Gather every line in the entries below that contains the word "white", copying each one in full. Case matters.

___ Working data

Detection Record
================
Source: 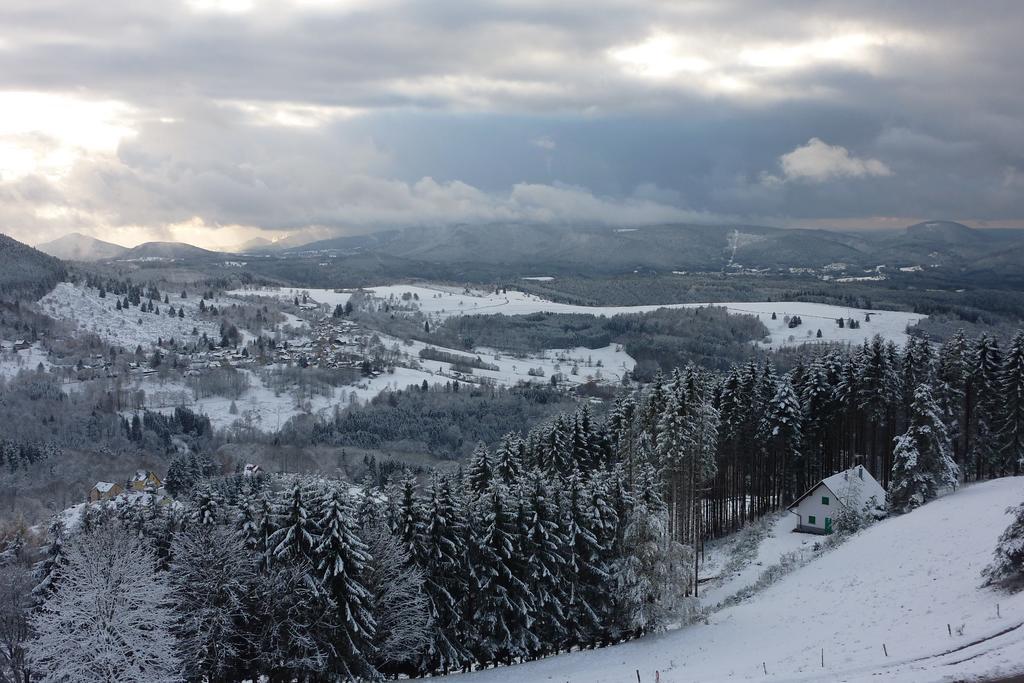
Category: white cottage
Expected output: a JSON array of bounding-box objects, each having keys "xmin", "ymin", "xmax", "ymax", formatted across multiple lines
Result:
[{"xmin": 787, "ymin": 465, "xmax": 886, "ymax": 533}]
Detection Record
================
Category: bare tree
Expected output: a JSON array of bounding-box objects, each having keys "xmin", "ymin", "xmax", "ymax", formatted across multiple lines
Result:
[
  {"xmin": 0, "ymin": 563, "xmax": 33, "ymax": 683},
  {"xmin": 28, "ymin": 523, "xmax": 181, "ymax": 683}
]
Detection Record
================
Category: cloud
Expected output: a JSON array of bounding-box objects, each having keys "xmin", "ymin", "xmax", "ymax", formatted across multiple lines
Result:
[
  {"xmin": 770, "ymin": 137, "xmax": 893, "ymax": 182},
  {"xmin": 0, "ymin": 0, "xmax": 1024, "ymax": 242},
  {"xmin": 529, "ymin": 135, "xmax": 558, "ymax": 152}
]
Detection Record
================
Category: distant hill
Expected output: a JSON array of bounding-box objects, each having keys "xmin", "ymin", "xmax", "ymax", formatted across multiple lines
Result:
[
  {"xmin": 36, "ymin": 232, "xmax": 128, "ymax": 261},
  {"xmin": 904, "ymin": 220, "xmax": 988, "ymax": 245},
  {"xmin": 118, "ymin": 242, "xmax": 223, "ymax": 261},
  {"xmin": 0, "ymin": 234, "xmax": 68, "ymax": 299},
  {"xmin": 234, "ymin": 238, "xmax": 273, "ymax": 253},
  {"xmin": 288, "ymin": 223, "xmax": 866, "ymax": 272},
  {"xmin": 234, "ymin": 234, "xmax": 325, "ymax": 254}
]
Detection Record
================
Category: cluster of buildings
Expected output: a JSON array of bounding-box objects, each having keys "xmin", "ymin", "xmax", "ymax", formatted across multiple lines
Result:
[{"xmin": 88, "ymin": 470, "xmax": 171, "ymax": 503}]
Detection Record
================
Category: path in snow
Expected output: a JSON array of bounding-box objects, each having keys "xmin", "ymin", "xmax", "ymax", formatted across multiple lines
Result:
[
  {"xmin": 455, "ymin": 477, "xmax": 1024, "ymax": 683},
  {"xmin": 227, "ymin": 285, "xmax": 927, "ymax": 347}
]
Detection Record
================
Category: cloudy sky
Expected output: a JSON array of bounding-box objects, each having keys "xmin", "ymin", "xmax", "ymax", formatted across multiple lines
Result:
[{"xmin": 0, "ymin": 0, "xmax": 1024, "ymax": 247}]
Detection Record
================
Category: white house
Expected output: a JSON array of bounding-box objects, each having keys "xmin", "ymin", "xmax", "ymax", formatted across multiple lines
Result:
[{"xmin": 786, "ymin": 465, "xmax": 886, "ymax": 533}]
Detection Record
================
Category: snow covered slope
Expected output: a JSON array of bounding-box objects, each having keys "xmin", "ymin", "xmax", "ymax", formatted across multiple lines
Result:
[
  {"xmin": 455, "ymin": 477, "xmax": 1024, "ymax": 683},
  {"xmin": 234, "ymin": 285, "xmax": 927, "ymax": 347}
]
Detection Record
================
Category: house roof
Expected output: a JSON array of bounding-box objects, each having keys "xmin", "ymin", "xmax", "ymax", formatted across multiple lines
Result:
[{"xmin": 786, "ymin": 465, "xmax": 886, "ymax": 510}]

______

■ Written response
Category: white cottage
Category: white house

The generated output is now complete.